--- Dataset entries ---
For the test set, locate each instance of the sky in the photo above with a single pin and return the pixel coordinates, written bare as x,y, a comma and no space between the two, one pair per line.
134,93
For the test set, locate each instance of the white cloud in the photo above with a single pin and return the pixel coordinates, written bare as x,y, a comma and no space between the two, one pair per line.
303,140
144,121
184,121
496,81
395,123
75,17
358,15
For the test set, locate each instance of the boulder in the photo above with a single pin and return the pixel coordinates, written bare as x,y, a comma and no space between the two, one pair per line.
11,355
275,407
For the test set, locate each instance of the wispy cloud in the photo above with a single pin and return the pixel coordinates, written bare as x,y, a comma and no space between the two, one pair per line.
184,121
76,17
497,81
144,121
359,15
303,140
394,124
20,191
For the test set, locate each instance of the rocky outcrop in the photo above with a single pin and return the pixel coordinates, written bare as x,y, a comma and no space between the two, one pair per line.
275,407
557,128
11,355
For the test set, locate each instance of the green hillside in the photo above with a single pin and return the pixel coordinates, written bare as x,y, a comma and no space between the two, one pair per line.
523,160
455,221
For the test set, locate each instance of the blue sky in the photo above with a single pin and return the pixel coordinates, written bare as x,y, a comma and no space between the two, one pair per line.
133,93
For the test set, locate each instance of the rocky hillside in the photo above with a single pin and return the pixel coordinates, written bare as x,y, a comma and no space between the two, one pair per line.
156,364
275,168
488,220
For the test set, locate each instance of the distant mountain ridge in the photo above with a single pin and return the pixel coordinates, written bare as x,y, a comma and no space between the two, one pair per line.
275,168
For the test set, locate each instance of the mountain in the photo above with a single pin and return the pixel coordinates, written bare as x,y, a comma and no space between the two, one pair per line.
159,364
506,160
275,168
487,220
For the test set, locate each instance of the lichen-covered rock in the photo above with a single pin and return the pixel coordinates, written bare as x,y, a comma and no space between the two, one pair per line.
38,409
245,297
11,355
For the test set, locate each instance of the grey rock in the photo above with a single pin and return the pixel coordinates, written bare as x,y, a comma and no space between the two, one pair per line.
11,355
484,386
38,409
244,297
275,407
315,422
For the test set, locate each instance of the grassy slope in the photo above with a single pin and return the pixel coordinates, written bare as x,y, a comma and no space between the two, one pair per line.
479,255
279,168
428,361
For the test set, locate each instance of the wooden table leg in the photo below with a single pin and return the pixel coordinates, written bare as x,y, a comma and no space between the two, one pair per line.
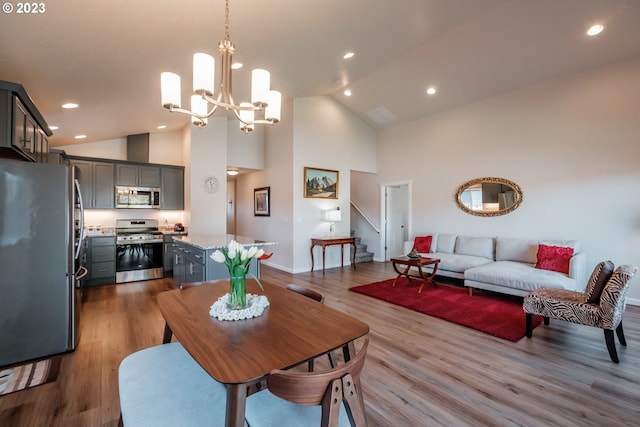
323,248
428,279
353,260
311,250
236,404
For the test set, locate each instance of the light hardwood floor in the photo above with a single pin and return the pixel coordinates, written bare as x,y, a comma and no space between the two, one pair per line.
420,371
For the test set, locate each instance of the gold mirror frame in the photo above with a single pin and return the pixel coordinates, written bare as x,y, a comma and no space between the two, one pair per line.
489,180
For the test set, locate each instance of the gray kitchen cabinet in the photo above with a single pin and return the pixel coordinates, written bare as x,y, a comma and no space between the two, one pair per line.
169,253
96,183
135,175
42,147
188,264
23,130
172,188
101,261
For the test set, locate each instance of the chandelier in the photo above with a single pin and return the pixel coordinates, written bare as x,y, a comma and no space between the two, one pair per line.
264,101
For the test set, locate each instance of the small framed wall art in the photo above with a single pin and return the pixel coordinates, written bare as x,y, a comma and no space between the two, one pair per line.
261,201
321,183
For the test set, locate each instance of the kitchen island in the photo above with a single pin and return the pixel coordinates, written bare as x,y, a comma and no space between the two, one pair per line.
192,261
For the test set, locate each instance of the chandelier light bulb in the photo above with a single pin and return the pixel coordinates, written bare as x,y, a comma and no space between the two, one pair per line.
260,81
199,107
170,90
247,117
594,30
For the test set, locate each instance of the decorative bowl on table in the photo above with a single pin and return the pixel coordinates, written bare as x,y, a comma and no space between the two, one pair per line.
413,254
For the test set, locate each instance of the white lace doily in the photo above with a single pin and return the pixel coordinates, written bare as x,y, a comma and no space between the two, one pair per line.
255,307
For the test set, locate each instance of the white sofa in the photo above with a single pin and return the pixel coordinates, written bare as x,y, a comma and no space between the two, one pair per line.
502,264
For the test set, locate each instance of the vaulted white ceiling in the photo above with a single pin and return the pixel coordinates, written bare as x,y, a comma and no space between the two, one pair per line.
107,56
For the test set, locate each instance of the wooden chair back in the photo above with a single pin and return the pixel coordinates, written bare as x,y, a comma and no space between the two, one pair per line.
327,388
316,296
307,292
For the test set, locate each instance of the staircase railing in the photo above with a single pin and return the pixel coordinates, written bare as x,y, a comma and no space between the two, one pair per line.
365,217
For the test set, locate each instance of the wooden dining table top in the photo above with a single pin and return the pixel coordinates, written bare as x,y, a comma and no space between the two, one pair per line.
292,329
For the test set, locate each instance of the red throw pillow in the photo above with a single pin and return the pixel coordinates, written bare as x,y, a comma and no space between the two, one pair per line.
554,258
422,244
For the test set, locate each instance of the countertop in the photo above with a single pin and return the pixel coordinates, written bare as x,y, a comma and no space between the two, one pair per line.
206,242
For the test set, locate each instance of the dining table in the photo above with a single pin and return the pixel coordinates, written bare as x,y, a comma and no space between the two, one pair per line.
242,353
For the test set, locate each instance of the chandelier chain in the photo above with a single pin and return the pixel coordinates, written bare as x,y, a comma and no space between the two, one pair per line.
227,37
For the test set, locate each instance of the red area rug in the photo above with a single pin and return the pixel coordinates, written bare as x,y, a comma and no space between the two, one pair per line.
497,315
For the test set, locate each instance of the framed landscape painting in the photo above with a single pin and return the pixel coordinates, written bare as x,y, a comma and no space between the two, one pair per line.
320,183
261,202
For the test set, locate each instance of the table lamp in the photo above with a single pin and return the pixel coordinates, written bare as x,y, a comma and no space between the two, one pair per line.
331,216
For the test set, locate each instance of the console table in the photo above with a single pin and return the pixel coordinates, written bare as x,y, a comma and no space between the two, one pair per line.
329,241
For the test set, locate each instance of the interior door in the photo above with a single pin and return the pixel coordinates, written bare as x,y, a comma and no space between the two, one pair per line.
397,219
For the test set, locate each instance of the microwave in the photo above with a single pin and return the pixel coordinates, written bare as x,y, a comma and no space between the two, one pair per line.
137,197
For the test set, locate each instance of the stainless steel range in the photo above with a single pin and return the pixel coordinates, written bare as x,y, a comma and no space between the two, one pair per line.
138,250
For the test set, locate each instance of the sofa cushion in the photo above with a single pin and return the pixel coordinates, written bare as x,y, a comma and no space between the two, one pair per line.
446,243
422,244
513,249
575,244
601,274
554,258
475,246
458,263
517,275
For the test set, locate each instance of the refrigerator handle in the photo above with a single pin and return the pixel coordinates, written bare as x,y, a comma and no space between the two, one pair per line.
81,238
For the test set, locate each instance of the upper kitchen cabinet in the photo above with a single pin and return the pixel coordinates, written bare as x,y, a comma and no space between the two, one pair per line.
23,131
133,175
172,194
96,183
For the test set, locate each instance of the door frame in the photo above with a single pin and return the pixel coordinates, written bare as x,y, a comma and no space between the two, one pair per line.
383,212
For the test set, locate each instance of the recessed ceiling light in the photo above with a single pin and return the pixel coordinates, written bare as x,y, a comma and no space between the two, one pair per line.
594,30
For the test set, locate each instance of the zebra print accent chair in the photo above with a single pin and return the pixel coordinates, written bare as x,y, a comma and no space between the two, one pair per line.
586,308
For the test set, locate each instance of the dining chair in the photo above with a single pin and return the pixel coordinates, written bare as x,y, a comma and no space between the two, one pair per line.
317,296
168,333
163,386
331,398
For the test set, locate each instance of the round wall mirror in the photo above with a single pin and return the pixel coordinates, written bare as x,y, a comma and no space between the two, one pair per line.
488,196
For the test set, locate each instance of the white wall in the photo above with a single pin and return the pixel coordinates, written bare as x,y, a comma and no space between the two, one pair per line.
245,150
327,136
208,157
278,175
571,144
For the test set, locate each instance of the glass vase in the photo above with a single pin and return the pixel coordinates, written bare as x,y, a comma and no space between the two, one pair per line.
237,292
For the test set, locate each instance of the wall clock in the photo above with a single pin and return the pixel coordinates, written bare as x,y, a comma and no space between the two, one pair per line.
210,184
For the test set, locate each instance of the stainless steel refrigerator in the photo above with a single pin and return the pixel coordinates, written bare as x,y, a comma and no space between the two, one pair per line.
41,222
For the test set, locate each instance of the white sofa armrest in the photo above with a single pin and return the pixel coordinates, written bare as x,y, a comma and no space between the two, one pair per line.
577,269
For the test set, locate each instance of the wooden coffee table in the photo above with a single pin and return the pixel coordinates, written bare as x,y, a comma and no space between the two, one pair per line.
405,263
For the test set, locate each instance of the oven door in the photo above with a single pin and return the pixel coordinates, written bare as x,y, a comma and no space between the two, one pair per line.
138,261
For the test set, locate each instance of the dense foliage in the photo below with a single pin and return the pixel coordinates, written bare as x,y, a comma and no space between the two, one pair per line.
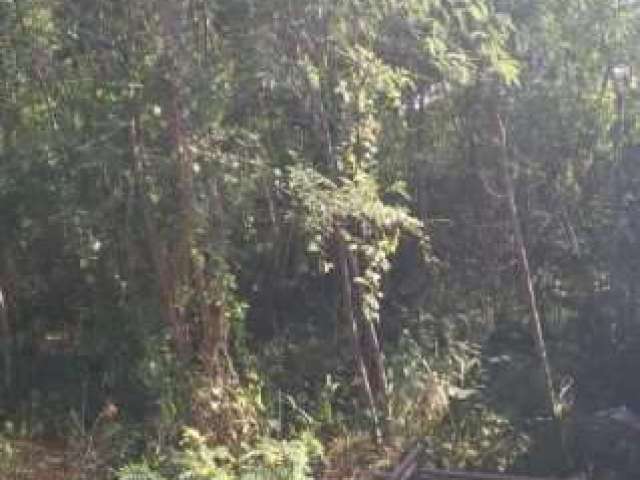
247,239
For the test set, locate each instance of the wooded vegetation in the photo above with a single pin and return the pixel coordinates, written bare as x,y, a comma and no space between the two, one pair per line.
241,239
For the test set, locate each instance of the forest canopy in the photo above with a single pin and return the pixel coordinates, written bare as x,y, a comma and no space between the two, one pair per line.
276,239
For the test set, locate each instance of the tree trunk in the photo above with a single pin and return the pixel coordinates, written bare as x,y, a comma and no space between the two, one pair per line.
351,311
535,324
6,339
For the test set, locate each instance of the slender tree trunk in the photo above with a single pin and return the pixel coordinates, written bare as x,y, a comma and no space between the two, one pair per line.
6,339
351,314
535,323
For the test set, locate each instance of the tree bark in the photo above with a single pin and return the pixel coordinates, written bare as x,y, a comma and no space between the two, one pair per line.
351,312
535,323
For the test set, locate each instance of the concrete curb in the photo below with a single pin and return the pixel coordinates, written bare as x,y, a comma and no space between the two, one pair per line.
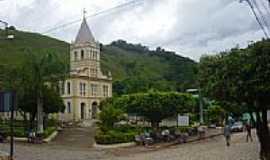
4,156
46,140
131,144
50,137
110,146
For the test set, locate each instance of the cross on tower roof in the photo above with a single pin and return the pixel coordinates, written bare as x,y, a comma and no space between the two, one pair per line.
84,35
84,12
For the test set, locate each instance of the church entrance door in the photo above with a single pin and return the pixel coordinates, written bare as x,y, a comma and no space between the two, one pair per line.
82,110
94,110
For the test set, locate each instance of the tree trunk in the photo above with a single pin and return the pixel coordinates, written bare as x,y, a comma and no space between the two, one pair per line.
263,135
45,121
40,128
155,125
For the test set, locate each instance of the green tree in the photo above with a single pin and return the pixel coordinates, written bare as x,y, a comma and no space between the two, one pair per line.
240,80
109,116
34,82
156,106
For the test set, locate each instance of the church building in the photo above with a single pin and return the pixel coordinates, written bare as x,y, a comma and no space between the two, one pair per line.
86,86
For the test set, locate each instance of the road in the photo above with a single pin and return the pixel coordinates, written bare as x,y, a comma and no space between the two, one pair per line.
210,149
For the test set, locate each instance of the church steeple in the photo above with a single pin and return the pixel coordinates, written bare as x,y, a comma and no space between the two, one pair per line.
84,35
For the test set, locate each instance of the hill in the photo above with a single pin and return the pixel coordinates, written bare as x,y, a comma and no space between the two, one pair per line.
134,67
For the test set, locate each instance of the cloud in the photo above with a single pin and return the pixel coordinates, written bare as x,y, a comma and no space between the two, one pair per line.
190,27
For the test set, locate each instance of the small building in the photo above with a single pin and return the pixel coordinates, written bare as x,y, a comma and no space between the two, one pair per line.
86,86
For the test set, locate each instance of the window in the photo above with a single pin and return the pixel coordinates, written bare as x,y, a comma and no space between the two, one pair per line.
81,88
75,56
94,89
105,91
68,88
93,72
68,107
84,89
82,54
62,88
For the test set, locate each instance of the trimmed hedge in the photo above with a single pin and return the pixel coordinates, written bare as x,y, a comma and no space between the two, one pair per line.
114,137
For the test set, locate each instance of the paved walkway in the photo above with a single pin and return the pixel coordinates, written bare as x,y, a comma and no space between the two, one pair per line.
76,136
210,149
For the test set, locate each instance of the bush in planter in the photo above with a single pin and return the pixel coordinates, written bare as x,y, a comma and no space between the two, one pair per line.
113,137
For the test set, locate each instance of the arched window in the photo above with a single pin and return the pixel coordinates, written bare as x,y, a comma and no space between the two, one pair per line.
75,56
68,88
82,54
68,107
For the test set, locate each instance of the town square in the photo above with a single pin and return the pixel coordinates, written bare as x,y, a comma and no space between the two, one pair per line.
134,80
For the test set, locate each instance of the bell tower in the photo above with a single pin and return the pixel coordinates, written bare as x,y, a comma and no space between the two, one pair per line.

--- What you are asked to do ---
Give back exactly the lines beginning at the one with "For the test set, locate each instance of the cloud" and ending at the final line of the material; both boundary lines belong in it.

--- Reply to the exercise ---
For the test set, locate each instance of the cloud in the photo above with a single pin and return the pixel coordinates, written bare as x,y, a comma and no space between the two, one pair per line.
190,27
For the test set, locate each instance of the small building in the photo above with a single pin and return the pixel coordinates, written bare as x,y, a comma and no space between the two, one pair per line.
86,86
For the test set, locate each instance of the window in the photo above with a single pin and return the pixel coordinates, written bare as x,y, a comma and no space between the two, one pair per line.
81,88
75,56
94,89
105,91
68,88
93,72
68,107
84,89
82,54
62,88
For the test set, locate each instance of the trimmed hedge in the photo above with a single pin and return the pixel coordinates, written bare as x,y, a comma and no space between the two, one pair per line.
114,137
For the test set, locate each instance of the paved walkway in the photo above with a single pin and return the pixel coordinates, written bare as x,y, a comma and no space between the two, one pair per line.
76,136
210,149
For the test set, locate each instance of the bush in planter in the photo above with a single pin and return the pixel coordinates, written bare as x,y, a comma and no space between the two, one pair per line.
113,137
For the test set, locate each instance of the arched window in the photo above with a single pin and return the pixel coordinates, written bare as x,y, a comma and no space between the two, one pair per line.
75,56
68,88
82,54
68,107
For the test set, locate each instance of the town square in the photo above with a single pin and return the pixel coordinates, written bare as x,y, a comma and no space between the two, one pair per line.
134,80
For the test set, locate each instance of the bell tower in the photo above with a single pin and return the pixel coordinates, written bare as x,y, a comma and no space between the two, one pair per line.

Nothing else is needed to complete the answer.